(Stored items from a collection)

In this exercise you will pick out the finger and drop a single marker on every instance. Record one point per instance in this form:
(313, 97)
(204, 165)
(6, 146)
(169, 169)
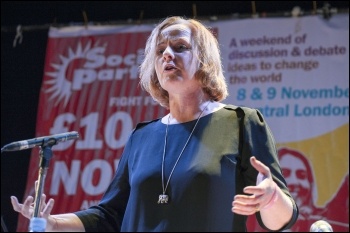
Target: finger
(15, 204)
(48, 208)
(27, 208)
(244, 208)
(259, 166)
(42, 202)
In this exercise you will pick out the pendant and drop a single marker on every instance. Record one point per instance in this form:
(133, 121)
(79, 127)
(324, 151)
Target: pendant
(163, 198)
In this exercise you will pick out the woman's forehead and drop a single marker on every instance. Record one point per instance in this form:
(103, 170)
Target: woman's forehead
(175, 31)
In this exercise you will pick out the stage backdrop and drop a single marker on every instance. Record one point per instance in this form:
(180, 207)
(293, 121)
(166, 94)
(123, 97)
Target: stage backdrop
(294, 70)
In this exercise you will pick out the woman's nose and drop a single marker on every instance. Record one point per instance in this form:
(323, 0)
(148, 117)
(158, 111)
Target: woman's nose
(168, 54)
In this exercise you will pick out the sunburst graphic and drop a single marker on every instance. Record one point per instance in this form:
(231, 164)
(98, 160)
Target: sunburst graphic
(60, 85)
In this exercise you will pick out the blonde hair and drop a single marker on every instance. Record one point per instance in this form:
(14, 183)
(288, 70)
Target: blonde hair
(206, 49)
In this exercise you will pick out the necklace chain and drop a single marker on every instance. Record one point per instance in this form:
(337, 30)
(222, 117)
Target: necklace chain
(164, 198)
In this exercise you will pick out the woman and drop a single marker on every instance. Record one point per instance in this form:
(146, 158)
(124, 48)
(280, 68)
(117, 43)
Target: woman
(205, 166)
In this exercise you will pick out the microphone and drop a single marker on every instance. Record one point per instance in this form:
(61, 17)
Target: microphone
(41, 141)
(321, 226)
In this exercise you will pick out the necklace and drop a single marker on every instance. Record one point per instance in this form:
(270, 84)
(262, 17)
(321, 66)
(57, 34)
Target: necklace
(164, 198)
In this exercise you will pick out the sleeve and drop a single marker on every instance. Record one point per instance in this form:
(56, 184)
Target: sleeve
(108, 215)
(258, 141)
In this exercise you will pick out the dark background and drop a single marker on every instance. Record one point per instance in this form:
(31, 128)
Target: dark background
(22, 65)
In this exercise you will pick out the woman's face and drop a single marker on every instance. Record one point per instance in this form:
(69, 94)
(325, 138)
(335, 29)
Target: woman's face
(176, 64)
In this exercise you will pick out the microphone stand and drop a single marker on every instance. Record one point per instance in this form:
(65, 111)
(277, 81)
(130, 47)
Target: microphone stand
(38, 224)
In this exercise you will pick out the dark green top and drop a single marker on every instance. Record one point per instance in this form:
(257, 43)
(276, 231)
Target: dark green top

* Exercise directions: Give all the lines above again, character for character, without pictures.

* Completed task:
In this exercise you will pick out the finger and drop a single marker on every instance. Record one point per instance in this form:
(313, 97)
(204, 165)
(6, 146)
(169, 169)
Target: finger
(15, 204)
(48, 208)
(27, 208)
(244, 208)
(259, 166)
(42, 202)
In this exercise you will pick out the pendant and drop a single marker on every instance. Record one point per instance in this form:
(133, 121)
(79, 127)
(324, 151)
Target: pendant
(163, 198)
In this exercise you will pick out the woman's forehead and drop a single marker on every instance. Record one point per instance in this form:
(103, 170)
Target: woman's forehead
(175, 31)
In this exercise you will pick out the stage backdrop and drop a single marker on every instance. Record one point per instance in this form:
(180, 207)
(293, 121)
(166, 94)
(123, 97)
Target: stage backdrop
(294, 70)
In this exercise you will pick out the woman's nose and drop a single marker on every instance. Record one point per instance in this form:
(323, 0)
(148, 117)
(158, 111)
Target: woman's nose
(168, 54)
In this exercise you will pick out the sunburst graphic and drop a single marker on every instance. Record one point per instance in this form:
(231, 164)
(98, 160)
Target: sunburst graphic
(60, 85)
In this exercise you will pick out the blonde hair and drop a single marker on every instance. Record one point per instance in this form:
(14, 183)
(288, 70)
Target: blonde hair
(206, 49)
In this exercise you will pick out the necklace chain and drop a single marker on every instance. Record one point per instance in this form:
(337, 30)
(222, 117)
Target: necklace chain
(164, 198)
In this exercise you will pick out the woman and drop a single marker on every instance. Record one point per instance in this form:
(146, 158)
(124, 48)
(280, 68)
(117, 43)
Target: woman
(205, 166)
In this exercise you will pick out the microphone and drop a single marker on every instance. Record one point per instance in this form:
(61, 17)
Target: microphone
(41, 141)
(321, 226)
In this exercise you will pick out the necklace and drop a single marker on every instance. Record one point per instance in this form:
(270, 84)
(262, 17)
(321, 66)
(57, 34)
Target: necklace
(164, 198)
In this exercise you will pick out the sleeve and drop a single marker on every instance. Record one point per instance in this form:
(56, 184)
Target: sleeve
(108, 215)
(258, 141)
In this exercise you will pick out the dark background and drop a single marker on every instance. Record one point per instance in this form:
(31, 128)
Target: dark background
(22, 65)
In this exercise you will pick out the woman's face and drop a single marker on every instance. Record one point per instance in this form:
(69, 94)
(325, 138)
(335, 29)
Target: woman's face
(176, 64)
In this exercise you will pick out the microphone stand and drop a single marker on every instance. Record one point per instance in this form:
(65, 111)
(277, 81)
(130, 47)
Target: microphone stand
(38, 224)
In this exercise you will pick out the dark green top and drop a single marker on every instance. Record one point per instance in this form:
(257, 43)
(276, 231)
Target: dark green top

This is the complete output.